• INSTRUCTION: Please extract every line in the items that contains the word "pale", matching case exactly.

• RECORDS FOR PROCESSING:

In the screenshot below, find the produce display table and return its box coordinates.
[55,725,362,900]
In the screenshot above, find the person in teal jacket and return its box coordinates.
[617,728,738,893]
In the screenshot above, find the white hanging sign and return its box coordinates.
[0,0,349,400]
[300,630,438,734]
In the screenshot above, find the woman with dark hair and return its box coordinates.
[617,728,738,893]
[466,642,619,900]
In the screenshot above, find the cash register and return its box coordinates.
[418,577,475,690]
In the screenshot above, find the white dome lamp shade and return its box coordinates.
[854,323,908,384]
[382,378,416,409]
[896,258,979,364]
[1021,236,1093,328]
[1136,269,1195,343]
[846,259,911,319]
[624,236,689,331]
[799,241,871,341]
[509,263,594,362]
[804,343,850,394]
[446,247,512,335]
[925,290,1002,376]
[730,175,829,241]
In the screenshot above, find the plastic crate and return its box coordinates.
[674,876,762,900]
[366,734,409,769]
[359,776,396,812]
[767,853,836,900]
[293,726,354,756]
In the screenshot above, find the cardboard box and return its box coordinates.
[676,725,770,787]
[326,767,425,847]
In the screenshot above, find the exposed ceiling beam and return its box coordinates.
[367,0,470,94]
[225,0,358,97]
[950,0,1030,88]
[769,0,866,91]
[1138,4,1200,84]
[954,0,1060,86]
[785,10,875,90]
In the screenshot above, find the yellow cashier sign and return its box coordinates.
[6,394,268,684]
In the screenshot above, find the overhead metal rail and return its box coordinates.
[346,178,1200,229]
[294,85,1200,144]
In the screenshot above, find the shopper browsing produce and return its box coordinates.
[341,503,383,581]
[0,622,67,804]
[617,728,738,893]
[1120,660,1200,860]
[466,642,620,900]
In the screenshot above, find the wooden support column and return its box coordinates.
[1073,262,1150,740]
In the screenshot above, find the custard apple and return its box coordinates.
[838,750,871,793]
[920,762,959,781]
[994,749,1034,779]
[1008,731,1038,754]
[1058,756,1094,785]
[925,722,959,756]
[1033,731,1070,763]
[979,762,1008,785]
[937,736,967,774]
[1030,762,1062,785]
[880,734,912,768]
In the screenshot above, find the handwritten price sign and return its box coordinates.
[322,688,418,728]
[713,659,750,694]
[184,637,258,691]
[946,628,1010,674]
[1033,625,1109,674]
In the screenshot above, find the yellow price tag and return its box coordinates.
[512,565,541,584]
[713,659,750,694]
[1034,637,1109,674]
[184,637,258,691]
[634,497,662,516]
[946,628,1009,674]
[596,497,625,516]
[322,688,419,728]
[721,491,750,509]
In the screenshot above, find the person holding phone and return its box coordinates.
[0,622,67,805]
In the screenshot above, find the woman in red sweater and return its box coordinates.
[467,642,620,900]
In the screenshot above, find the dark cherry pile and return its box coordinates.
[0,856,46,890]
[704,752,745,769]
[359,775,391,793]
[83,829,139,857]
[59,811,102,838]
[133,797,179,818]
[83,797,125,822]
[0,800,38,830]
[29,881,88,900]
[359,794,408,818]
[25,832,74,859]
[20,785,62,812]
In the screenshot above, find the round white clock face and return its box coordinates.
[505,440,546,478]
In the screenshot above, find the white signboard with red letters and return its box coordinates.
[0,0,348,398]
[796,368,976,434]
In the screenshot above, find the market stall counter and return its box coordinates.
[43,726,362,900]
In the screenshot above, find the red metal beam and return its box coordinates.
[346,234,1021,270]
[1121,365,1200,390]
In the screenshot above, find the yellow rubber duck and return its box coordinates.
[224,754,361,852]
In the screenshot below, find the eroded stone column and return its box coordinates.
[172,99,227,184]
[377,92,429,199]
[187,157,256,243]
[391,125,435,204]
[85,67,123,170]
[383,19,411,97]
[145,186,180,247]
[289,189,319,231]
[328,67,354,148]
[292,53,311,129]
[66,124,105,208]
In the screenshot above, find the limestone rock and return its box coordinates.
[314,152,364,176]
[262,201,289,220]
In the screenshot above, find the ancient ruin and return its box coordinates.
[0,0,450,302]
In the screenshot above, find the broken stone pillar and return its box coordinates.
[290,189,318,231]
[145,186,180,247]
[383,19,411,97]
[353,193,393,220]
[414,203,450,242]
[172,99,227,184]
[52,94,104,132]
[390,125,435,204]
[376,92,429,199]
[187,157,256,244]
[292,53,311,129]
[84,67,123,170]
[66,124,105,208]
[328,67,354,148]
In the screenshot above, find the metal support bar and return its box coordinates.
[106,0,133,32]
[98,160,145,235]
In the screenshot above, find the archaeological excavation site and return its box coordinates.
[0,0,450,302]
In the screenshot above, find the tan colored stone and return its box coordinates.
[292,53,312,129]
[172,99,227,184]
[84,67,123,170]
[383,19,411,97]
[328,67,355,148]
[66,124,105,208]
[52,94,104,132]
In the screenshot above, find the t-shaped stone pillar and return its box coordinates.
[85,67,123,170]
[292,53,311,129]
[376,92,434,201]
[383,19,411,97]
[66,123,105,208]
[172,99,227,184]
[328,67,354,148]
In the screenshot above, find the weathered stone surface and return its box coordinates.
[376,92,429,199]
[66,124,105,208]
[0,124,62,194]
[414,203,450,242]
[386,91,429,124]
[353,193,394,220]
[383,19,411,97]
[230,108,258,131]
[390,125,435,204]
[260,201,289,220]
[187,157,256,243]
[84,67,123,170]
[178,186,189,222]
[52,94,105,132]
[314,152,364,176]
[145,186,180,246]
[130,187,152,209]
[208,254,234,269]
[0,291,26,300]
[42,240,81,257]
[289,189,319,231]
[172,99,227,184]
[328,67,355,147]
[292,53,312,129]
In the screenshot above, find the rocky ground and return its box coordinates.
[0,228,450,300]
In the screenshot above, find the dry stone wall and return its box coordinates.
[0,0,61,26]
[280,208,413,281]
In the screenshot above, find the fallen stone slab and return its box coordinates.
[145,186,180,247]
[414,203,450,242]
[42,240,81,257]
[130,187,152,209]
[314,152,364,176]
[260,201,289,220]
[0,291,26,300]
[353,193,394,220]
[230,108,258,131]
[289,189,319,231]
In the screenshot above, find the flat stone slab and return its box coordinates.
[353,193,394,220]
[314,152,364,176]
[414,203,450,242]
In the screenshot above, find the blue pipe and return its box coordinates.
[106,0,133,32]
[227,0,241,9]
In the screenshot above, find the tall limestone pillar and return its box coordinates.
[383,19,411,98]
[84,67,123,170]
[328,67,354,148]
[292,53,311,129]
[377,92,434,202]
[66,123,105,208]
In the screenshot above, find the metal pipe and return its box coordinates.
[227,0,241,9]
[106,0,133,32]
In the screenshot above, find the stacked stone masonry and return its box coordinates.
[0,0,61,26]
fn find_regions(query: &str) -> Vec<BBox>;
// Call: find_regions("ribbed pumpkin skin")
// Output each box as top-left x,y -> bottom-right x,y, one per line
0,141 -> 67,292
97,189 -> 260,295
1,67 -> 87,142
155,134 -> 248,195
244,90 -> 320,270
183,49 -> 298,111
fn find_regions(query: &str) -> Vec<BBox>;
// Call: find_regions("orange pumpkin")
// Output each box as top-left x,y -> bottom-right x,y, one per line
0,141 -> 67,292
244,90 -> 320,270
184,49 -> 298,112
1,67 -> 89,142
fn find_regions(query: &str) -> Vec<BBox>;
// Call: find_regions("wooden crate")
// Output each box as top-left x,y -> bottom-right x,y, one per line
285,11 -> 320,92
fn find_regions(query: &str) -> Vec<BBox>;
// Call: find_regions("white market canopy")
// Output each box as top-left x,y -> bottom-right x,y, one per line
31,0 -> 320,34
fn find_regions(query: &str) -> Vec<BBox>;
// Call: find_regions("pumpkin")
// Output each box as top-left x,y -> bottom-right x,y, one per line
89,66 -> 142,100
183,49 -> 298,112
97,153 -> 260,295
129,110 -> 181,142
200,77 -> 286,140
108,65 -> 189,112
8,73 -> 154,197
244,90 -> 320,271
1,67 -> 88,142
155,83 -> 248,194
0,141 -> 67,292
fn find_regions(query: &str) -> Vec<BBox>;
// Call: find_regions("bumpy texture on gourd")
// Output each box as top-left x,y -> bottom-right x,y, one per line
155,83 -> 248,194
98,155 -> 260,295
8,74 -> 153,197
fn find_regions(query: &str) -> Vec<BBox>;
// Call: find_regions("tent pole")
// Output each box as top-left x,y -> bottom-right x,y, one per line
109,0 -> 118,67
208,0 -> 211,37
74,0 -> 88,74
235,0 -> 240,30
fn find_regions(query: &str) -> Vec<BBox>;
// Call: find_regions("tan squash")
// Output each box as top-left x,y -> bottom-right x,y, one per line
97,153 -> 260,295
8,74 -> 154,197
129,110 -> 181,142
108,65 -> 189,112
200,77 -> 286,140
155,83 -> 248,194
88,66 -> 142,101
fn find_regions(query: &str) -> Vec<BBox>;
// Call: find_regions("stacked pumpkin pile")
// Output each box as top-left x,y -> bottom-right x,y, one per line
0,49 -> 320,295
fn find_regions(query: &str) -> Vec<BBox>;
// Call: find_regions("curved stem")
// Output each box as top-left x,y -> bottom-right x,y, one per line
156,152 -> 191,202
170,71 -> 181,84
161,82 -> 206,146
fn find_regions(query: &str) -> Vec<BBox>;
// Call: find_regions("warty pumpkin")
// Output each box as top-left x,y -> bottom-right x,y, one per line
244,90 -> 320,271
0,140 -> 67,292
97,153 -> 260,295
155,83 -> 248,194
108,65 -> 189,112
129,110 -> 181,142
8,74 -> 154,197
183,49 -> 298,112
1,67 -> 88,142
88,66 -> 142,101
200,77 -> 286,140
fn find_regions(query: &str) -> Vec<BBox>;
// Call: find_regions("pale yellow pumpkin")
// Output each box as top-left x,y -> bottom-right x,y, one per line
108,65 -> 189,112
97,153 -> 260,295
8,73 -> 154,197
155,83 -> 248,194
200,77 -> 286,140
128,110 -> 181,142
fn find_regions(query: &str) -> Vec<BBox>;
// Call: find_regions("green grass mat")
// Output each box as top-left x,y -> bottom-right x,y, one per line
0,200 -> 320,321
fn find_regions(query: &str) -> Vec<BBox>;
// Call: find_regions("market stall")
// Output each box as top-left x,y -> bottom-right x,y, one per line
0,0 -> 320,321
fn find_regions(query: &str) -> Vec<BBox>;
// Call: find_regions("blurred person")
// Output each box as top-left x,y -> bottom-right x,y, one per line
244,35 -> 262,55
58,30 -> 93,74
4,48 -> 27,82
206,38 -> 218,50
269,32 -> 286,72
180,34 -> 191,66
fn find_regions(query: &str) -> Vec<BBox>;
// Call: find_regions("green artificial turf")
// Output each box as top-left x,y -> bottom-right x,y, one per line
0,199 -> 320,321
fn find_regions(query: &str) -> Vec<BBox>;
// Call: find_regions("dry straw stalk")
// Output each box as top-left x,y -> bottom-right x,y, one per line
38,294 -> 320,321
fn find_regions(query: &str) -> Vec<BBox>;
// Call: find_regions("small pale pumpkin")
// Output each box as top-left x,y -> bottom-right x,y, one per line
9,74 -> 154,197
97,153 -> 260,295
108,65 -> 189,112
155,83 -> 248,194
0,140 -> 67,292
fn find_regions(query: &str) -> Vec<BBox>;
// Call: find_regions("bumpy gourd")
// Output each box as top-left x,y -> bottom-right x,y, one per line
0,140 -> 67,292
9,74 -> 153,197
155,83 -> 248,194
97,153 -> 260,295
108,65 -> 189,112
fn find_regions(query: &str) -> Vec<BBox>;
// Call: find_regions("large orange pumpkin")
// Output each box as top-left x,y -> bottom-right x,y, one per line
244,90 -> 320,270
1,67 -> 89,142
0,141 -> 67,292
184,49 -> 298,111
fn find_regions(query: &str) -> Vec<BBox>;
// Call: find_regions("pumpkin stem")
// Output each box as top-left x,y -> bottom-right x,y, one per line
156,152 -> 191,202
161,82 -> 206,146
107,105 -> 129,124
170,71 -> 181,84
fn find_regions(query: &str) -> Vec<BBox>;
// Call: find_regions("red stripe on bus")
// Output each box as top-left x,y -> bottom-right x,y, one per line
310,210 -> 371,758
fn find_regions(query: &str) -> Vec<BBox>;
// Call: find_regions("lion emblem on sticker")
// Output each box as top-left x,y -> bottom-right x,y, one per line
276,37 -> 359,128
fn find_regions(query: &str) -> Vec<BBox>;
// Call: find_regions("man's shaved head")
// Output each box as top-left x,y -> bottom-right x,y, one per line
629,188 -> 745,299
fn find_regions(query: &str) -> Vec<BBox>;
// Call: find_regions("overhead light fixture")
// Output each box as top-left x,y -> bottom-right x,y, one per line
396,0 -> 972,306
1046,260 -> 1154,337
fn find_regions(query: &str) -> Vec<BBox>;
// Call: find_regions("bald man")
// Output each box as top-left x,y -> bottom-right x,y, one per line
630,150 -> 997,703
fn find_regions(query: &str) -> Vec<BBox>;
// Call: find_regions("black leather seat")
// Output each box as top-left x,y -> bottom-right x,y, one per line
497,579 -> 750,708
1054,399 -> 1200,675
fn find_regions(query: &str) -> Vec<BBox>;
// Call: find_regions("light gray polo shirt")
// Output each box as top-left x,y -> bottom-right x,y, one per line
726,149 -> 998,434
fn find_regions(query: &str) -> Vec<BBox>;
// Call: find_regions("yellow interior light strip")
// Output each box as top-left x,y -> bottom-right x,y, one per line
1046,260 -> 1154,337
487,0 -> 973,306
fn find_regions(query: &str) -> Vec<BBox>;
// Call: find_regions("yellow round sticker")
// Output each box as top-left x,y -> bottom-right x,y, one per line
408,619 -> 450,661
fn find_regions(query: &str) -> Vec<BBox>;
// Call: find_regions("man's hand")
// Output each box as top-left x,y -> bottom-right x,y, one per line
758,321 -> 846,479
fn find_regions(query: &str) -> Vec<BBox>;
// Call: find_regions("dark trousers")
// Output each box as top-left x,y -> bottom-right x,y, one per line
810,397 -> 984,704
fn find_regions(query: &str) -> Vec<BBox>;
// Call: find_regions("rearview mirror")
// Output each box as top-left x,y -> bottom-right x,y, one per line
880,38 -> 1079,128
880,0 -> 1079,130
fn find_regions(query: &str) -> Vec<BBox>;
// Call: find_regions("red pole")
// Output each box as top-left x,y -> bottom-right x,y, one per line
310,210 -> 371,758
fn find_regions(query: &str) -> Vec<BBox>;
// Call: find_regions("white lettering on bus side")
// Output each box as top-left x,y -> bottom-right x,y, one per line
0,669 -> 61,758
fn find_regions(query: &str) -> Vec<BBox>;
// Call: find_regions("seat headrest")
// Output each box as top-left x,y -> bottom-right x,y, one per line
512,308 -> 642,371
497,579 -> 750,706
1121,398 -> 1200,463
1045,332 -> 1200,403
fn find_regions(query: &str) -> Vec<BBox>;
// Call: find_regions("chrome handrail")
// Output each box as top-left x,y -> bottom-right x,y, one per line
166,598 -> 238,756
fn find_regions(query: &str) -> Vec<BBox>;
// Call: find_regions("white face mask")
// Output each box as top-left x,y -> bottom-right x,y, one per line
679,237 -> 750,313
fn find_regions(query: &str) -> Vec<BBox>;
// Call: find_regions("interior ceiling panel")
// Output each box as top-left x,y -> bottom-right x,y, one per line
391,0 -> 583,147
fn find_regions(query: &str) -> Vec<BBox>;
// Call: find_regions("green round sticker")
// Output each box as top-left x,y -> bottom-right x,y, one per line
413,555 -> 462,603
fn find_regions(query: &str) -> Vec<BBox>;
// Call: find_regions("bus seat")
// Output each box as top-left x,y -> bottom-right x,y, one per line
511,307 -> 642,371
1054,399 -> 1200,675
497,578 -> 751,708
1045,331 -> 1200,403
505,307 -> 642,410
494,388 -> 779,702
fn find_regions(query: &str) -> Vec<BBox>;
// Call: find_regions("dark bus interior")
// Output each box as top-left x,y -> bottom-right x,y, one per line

• ANSWER FOR THIS EXERCISE:
// Call: find_regions("pale yellow pumpkin")
// Call: find_regions("small pale pumpkin")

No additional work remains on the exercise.